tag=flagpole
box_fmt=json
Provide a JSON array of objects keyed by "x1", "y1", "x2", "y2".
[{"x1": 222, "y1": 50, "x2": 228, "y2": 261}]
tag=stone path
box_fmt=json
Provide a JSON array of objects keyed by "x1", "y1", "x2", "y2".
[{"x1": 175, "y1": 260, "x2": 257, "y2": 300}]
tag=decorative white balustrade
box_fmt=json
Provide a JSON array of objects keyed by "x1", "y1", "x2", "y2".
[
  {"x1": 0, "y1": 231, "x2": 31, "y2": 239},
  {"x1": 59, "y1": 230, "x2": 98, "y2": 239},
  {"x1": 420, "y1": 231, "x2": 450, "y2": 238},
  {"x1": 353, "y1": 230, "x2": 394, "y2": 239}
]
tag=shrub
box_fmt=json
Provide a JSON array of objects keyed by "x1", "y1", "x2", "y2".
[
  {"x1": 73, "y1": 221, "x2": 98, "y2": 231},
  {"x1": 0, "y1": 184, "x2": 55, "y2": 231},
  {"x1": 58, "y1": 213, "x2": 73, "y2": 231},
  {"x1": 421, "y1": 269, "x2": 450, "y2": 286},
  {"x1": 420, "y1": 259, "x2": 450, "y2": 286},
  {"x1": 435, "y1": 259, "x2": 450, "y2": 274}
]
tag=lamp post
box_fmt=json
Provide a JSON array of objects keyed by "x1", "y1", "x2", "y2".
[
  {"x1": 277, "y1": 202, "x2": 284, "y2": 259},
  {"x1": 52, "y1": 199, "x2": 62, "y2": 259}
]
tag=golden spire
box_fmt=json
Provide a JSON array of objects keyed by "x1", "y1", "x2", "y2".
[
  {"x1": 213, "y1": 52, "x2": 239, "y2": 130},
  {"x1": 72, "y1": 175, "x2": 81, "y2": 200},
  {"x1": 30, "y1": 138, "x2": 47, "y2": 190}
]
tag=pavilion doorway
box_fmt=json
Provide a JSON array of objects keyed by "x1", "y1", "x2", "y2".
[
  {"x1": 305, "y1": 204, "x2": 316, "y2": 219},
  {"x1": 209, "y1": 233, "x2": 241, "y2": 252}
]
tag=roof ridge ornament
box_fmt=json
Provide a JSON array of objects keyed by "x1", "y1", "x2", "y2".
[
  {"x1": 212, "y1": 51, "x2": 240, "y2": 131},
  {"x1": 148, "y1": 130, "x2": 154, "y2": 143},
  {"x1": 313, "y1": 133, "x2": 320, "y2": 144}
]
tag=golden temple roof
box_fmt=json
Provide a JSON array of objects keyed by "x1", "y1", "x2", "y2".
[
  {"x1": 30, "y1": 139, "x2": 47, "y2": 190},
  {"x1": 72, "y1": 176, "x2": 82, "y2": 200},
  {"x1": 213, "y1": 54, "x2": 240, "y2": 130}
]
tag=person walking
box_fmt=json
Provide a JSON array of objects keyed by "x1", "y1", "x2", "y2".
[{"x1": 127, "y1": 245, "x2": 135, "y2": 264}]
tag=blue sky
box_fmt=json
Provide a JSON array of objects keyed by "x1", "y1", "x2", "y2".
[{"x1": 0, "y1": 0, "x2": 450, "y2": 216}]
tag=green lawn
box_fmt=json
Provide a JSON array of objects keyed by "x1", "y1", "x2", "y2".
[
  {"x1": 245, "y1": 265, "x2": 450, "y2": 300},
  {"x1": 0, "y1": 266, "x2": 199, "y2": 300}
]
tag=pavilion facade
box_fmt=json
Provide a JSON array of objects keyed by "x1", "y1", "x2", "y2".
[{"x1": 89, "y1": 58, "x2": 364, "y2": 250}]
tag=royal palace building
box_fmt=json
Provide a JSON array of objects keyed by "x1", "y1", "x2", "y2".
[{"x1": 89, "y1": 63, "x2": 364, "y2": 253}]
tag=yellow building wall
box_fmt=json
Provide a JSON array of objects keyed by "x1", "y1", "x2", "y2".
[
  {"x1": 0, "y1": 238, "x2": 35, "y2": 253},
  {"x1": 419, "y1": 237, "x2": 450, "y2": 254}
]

Given request
How many lines in the records above contain the string "roof", with case counting? Give only the number.

Complete answer
2